## Task requirements:
Copy out the full article on sand dunes breathing water vapor without any changes.

By way of a recent major technical breakthrough, research scientists have discovered that sand dunes inhale and exhale water vapor — a revelation that may hold broad implications for better understanding the earth’s hydrosphere, climate change, and possibly far beyond.
By Eric Herman
Most people do not associate desert sand dunes with water and rightfully so. In fact, arid dunes are seemingly some of the driest and most lifeless places on our planet. That assumption is dramatically challenged in a recent study published in the Journal of Geophysical Research: Earth Surface where a group of Cornell researchers report that the barren appearance of the world’s many vast expanses of arid sand dunes is deceiving.
For decades, geologist and others who study and inhabit deserts with sand dunes have recognized the complexity of their “behavior” as they rise, reform, shift and some would say even interact with each other. Now, there is conclusive evidence that sand dunes breathe; inhaling and exhaling water vapor, even in some of the driest climates.
Researchers were aided by a highly accurate probe, decades in development. The system is able to detect minor changes in microscopic water films that form on grains of sand. The research behind the recent report was conducted in Qatar by a team lead by mechanical engineer Michel Louge from Cornell University’s Sibley School of Mechanical and Aerospace Engineering in Ithaca, NY.

## Extracted information:

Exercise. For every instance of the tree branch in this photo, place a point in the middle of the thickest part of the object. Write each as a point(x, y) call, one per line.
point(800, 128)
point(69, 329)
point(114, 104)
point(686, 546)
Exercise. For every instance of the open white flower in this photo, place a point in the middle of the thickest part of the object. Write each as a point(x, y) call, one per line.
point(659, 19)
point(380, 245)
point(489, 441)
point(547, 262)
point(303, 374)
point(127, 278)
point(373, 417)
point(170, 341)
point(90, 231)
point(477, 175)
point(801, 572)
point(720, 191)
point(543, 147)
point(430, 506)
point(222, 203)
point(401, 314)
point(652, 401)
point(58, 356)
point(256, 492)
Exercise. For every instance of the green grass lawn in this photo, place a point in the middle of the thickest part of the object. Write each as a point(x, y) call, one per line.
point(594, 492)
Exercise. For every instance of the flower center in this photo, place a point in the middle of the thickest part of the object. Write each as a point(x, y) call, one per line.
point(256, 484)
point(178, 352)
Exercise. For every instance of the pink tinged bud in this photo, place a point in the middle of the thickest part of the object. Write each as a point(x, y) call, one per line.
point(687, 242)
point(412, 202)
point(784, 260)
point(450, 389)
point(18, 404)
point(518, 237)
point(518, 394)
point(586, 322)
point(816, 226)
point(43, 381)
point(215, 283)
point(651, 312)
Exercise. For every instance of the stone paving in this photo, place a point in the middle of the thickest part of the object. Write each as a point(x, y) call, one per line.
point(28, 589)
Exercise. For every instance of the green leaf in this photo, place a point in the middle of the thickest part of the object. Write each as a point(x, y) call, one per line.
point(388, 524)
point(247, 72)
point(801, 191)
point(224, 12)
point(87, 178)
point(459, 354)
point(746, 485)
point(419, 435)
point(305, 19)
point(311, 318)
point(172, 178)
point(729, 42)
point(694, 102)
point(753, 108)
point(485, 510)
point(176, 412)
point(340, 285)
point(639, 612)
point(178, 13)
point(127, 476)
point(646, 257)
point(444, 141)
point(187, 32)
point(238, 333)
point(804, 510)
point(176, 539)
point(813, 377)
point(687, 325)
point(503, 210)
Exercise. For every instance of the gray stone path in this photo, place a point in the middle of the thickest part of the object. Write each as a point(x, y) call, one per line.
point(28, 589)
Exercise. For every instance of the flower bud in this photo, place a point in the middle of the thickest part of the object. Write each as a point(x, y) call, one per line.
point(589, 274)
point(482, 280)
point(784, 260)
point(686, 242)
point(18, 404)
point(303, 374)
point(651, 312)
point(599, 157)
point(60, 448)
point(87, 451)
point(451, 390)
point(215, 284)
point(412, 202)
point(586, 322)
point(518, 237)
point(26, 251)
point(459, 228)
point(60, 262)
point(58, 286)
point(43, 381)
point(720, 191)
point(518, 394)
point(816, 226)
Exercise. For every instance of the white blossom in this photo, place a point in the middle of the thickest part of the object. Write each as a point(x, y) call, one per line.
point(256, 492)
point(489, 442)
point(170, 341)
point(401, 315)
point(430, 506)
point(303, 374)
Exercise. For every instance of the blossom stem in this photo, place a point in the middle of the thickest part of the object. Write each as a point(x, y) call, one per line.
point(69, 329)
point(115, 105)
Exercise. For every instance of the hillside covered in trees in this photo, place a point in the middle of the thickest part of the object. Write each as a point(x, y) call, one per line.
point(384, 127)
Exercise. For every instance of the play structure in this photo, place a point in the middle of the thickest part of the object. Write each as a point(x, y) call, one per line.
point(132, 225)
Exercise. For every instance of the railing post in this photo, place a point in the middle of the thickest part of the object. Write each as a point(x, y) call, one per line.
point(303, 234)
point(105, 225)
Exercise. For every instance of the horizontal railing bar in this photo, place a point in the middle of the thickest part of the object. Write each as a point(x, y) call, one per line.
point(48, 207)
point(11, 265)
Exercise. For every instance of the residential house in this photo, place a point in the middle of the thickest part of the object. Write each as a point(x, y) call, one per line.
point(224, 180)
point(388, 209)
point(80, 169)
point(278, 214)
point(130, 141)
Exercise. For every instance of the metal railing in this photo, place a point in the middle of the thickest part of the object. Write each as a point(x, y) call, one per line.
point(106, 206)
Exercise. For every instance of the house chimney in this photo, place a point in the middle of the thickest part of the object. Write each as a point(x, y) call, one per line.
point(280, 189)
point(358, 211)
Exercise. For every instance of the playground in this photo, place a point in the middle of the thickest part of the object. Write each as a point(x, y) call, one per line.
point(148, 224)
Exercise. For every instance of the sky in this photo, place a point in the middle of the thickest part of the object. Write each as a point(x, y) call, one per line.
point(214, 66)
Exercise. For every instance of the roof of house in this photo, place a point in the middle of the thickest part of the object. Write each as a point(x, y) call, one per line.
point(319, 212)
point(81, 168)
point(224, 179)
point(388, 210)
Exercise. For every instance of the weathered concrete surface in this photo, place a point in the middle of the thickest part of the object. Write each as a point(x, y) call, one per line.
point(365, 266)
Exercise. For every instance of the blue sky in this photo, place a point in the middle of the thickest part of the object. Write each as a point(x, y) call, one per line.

## Answer section:
By way of a recent major technical breakthrough, research scientists have discovered that sand dunes inhale and exhale water vapor — a revelation that may hold broad implications for better understanding the earth’s hydrosphere, climate change, and possibly far beyond.
By Eric Herman
Most people do not associate desert sand dunes with water and rightfully so. In fact, arid dunes are seemingly some of the driest and most lifeless places on our planet. That assumption is dramatically challenged in a recent study published in the Journal of Geophysical Research: Earth Surface where a group of Cornell researchers report that the barren appearance of the world’s many vast expanses of arid sand dunes is deceiving.
For decades, geologist and others who study and inhabit deserts with sand dunes have recognized the complexity of their “behavior” as they rise, reform, shift and some would say even interact with each other. Now, there is conclusive evidence that sand dunes breathe; inhaling and exhaling water vapor, even in some of the driest climates.
Researchers were aided by a highly accurate probe, decades in development. The system is able to detect minor changes in microscopic water films that form on grains of sand. The research behind the recent report was conducted in Qatar by a team lead by mechanical engineer Michel Louge from Cornell University’s Sibley School of Mechanical and Aerospace Engineering in Ithaca, NY.